# EXERCISE PROMPT
Rewrite the stretch of the listing from the line containing "[57, 38], one" through the end, requests included, shifting every answer point by adding 137 to each of its two coordinates.

# LISTED RECORDS
* Start *
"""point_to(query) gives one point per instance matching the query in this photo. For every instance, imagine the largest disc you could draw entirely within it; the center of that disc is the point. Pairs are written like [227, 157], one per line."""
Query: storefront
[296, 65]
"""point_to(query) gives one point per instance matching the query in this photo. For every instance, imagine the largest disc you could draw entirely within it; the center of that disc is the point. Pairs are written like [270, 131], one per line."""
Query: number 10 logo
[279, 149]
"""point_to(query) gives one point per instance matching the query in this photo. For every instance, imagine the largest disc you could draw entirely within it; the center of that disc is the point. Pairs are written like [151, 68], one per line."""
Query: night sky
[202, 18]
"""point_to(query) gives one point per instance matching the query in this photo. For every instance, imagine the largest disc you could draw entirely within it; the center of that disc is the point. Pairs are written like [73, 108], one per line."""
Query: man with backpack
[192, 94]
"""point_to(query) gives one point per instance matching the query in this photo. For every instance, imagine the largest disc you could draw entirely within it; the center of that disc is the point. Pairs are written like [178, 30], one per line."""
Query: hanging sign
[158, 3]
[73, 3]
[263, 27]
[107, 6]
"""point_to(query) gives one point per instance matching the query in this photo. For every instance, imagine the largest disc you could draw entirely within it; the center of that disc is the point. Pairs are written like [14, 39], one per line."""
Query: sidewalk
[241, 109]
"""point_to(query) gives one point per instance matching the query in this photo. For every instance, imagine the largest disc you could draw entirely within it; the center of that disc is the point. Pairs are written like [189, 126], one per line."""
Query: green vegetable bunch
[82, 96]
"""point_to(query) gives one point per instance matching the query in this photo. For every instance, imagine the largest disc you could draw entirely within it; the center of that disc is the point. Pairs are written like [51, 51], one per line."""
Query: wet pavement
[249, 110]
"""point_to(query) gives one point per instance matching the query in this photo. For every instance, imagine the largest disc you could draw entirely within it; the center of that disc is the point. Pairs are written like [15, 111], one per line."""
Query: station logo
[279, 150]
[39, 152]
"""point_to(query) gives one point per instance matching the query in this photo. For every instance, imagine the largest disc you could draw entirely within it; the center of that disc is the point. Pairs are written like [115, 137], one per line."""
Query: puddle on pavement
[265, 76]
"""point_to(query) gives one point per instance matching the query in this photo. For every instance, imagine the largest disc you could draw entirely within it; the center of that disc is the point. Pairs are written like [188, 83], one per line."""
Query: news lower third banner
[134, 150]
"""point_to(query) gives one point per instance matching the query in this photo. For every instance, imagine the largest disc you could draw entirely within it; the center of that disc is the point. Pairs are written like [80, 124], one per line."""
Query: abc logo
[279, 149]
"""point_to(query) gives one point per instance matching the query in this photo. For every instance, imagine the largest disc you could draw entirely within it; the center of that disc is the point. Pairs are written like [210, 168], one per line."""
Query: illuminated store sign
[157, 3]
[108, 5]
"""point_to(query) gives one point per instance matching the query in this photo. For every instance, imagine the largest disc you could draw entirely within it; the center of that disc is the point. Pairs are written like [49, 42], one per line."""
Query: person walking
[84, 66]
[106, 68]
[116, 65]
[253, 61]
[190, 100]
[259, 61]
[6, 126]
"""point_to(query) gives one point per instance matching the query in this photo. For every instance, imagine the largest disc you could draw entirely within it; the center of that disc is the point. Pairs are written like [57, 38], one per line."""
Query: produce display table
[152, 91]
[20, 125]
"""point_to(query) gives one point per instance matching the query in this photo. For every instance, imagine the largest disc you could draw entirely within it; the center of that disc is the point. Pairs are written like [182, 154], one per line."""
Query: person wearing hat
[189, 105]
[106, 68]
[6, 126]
* End *
# ANSWER TO THE PROBLEM
"""point_to(query) gives one point per instance matching the query in this photo. For every instance, imagine the largest disc you could draw entirely within it; the center of that disc is the point. Pairs are written like [57, 38], one per line."""
Query: produce display table
[289, 228]
[157, 262]
"""point_to(query) gives one point per instance matching the query in this photo. For every instance, imagine the largest disc you could draw entirely within it; the center of that disc is the point. Pairs are written like [182, 154], one per line."""
Query: person wearing hat
[326, 242]
[243, 205]
[143, 263]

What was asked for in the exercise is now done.